Extracted entries:
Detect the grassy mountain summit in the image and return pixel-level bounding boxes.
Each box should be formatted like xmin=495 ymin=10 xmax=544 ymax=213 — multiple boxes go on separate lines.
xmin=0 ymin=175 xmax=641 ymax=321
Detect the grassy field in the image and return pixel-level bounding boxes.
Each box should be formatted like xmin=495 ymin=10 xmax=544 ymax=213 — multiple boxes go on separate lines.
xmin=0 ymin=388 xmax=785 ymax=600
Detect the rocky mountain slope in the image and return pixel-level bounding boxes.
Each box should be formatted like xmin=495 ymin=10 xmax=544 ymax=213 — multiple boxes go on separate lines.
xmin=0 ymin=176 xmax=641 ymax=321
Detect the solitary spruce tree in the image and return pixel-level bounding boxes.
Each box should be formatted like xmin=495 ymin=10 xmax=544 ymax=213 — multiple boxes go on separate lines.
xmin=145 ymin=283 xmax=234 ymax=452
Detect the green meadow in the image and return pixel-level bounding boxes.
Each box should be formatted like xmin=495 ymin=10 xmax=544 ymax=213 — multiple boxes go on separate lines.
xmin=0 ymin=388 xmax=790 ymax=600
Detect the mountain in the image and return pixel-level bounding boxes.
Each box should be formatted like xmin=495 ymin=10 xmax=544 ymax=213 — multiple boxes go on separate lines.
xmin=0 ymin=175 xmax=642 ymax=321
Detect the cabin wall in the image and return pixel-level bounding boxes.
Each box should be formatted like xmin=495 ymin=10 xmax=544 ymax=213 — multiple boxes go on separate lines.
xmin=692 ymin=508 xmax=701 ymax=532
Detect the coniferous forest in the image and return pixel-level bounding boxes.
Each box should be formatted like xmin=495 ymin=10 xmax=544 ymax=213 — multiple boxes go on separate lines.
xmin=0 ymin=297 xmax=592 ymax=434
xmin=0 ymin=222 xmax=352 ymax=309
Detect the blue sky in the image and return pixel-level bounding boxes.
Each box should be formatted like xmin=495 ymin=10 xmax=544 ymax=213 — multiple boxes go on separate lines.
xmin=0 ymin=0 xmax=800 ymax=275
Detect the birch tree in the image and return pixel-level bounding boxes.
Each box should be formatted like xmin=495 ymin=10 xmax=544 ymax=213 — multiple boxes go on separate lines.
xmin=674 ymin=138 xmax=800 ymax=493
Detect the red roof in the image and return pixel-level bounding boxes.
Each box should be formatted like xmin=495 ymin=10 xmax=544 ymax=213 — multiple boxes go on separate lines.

Short problem: Rewrite the records above, replacing "Detect" with "Locate" wherever it occurs. Keep every other line and character as it is.

Result:
Locate the grassy mountain summit in the image and return pixel-level bounding boxes.
Each box should be formatted like xmin=495 ymin=10 xmax=544 ymax=213 — multiple boxes go on separate lines.
xmin=0 ymin=175 xmax=641 ymax=321
Locate the grassy field in the image and return pixel-level bounding boxes.
Each box should be formatted like xmin=495 ymin=10 xmax=544 ymax=213 — multiple boxes go on separate lines.
xmin=0 ymin=388 xmax=785 ymax=600
Locate the rocky mountain slope in the image and return pixel-level bounding boxes.
Each box should be formatted like xmin=495 ymin=10 xmax=544 ymax=213 — multiple boxes go on separate lines.
xmin=0 ymin=176 xmax=641 ymax=321
Locate the solitary spruce tree in the image and return pixel-level bounding boxes.
Each box should be formatted like xmin=495 ymin=10 xmax=544 ymax=213 — multiple boxes go on separate lines.
xmin=145 ymin=283 xmax=234 ymax=452
Locate the green meadow in the image and return pixel-level bounding boxes.
Each box should be formatted like xmin=495 ymin=10 xmax=544 ymax=213 — multiple boxes go on separate lines.
xmin=0 ymin=388 xmax=790 ymax=600
Locate the mountain in the image and return pixel-level bounding boxes.
Each box should be formatted like xmin=495 ymin=10 xmax=544 ymax=213 — multiple boxes go on separate lines.
xmin=0 ymin=175 xmax=642 ymax=321
Locate the cabin wall in the image and return pixel-level bounding boxes.
Each box should be formatted like xmin=495 ymin=10 xmax=544 ymax=213 — multiple boxes go on separate lines.
xmin=692 ymin=508 xmax=701 ymax=532
Locate the coniferous forest in the image and return pixel-level bounding boxes.
Each box should be formatted like xmin=495 ymin=10 xmax=544 ymax=213 — multiple boxes go on separate lines.
xmin=0 ymin=297 xmax=592 ymax=434
xmin=0 ymin=222 xmax=352 ymax=309
Locate the blue sky in the image and return pixel-level bounding boxes.
Each box should be formatted like xmin=495 ymin=10 xmax=544 ymax=213 — multiple boxes go on separate lines.
xmin=0 ymin=0 xmax=800 ymax=275
Locate the birch tree in the image and return pixel-level bounding boxes.
Each box should be formatted like xmin=495 ymin=10 xmax=544 ymax=213 — multiple boxes go on separate lines.
xmin=674 ymin=138 xmax=800 ymax=493
Locate the red roof in the image and return pixel-level bounding boxes.
Each box should be formatted like xmin=495 ymin=10 xmax=544 ymax=213 — multiple boxes go on separate lines.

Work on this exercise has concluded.